Instruction>
In the text on executive support for change, which two behavioral traits of leaders are linked with planning and managing the change process?

Text segment>
--*--

As for executive support for the change initiative, Rosing et al. and Nadler and Tushman (as cited in Plante, 2012, p. 30) note that: "The behavioural traits of leaders that are associated with planning and managing the change process are instrumentality and perseverance. Effective entrepreneurs provide more than charisma and vision; they focus on structure, implementation, execution, efficiency and goal-setting." Miller (also cited by Plante, 2012, p. 30) expresses it similarly: "An entrepreneur must be persistent and relentless in maintaining commitment and sustaining the change effort long enough to realize the vision and the benefits sought."

With the support of the executive, the Change Management Office (CMOf) will be selected and begin to assess readiness for change. This assessment should include the overall organization and leadership, and include divisions, functions and often specific processes and individuals as required. Hutton (1994) refers to a role he terms the Change Agent, whose core function is "to support the president and the top management team in bringing about a purposeful transformation of the organization" (p. 6).

--*--

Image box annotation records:
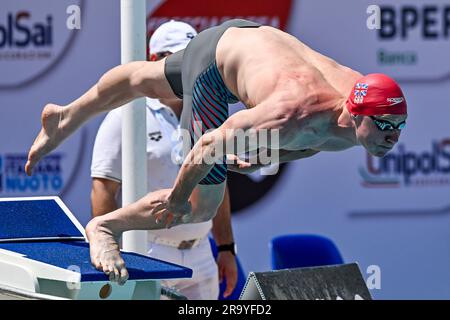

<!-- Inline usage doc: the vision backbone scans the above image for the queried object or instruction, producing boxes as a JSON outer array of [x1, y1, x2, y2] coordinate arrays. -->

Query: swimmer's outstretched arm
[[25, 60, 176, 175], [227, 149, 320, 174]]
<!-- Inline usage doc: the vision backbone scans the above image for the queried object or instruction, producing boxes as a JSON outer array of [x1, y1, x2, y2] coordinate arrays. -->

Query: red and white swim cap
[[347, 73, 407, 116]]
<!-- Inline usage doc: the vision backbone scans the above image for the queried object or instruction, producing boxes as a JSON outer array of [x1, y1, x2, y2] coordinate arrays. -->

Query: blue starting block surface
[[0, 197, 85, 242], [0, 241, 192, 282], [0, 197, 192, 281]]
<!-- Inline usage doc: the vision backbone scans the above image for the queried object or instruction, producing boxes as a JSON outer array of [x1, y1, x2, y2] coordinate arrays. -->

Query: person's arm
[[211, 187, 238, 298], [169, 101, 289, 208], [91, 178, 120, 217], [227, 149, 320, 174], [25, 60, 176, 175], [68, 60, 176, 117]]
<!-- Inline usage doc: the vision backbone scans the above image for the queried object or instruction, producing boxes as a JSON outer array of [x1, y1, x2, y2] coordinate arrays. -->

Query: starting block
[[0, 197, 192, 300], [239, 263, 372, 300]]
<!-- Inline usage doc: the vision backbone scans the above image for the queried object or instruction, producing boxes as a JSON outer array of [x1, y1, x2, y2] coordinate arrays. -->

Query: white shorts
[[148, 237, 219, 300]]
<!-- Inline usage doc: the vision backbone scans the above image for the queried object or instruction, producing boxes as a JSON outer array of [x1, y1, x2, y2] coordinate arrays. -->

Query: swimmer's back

--*--

Worked answer>
Instrumentality and perseverance.